## What is needed
Retype the passage of the article below on hiring counselors as contractors or employees, starting with "If you’re like" and going on through "and workers compensation).", keeping every word and mark unchanged.

## Selected extract
+ + + + +
Should I Hire Counselors as Independent Contractors or Employees?

Are you ready to bring on an additional counselor? Congrats! Your practice must be growing!

If you’re like many, you’re facing a tricky decision. This new clinician—will you be hiring him or her as an employee, or as an independent contractor? Practices have done it both ways, and there are pros and cons to each.


Independent Contractors

As a hiring party, there are some benefits to hiring clinicians as independent contractors. For starters, independent contractors don’t receive health insurance, which could save an employer thousands every year. Moreover, 7.65% of an employee’s wages are required to be paid, by the employer, to the IRS in the form of “payroll tax” (there is also unemployment tax, and workers compensation).

Put into context, say you’re paying a clinician a 60% split of counseling fees. If a client pays $100, you’ll give $60 to the clinician and then pay another $4.59 (7.65%) on the clinician’s behalf to the IRS. Therefore, your net revenue just dropped from $40 to $35.41. In contrast, when a worker is an independent contractor (i.e., not an employee), the hiring party is not required to pay the 7.65% payroll tax.


Does The Counselor Qualify as an Independent Contractor?

An important question is whether a clinician at your practice will meet the criteria of an independent contractor. This is sometimes difficult to determine. However, the IRS has adopted some common law principles to define what constitutes an independent contractor.

The primary issue is one of “employer control.” That is, does the hiring party define how the clinician’s work will be accomplished? If a hiring party does not have authority over how a clinician accomplishes his or her work—but simply gives an outline of the work to be done—independent contractor status may be an option. However, there are some additional common law issues, which include:

Who has paid for materials, supplies and equipment? A contractor generally provides their own supplies and tools.


What type of skill is required? A contractor generally brings a specialized skill set.


Is there permanence in the job? A contractor often works project to project.
+ + + + +
## Collected data
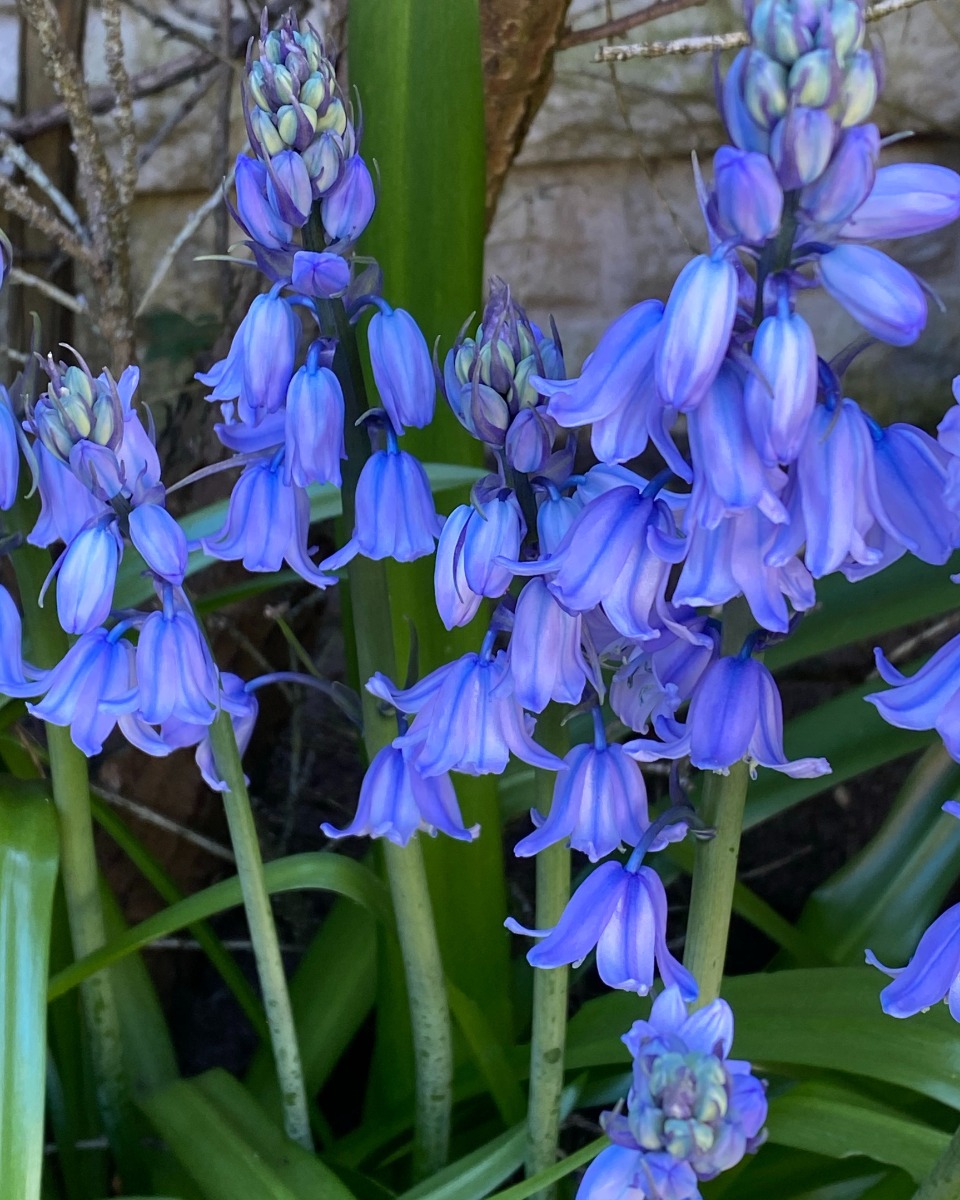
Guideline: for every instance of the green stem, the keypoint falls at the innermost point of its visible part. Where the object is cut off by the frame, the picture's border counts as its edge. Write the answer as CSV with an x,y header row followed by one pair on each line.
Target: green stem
+ + + + +
## Answer to this problem
If you’re like many, you’re facing a tricky decision. This new clinician—will you be hiring him or her as an employee, or as an independent contractor? Practices have done it both ways, and there are pros and cons to each.


Independent Contractors

As a hiring party, there are some benefits to hiring clinicians as independent contractors. For starters, independent contractors don’t receive health insurance, which could save an employer thousands every year. Moreover, 7.65% of an employee’s wages are required to be paid, by the employer, to the IRS in the form of “payroll tax” (there is also unemployment tax, and workers compensation).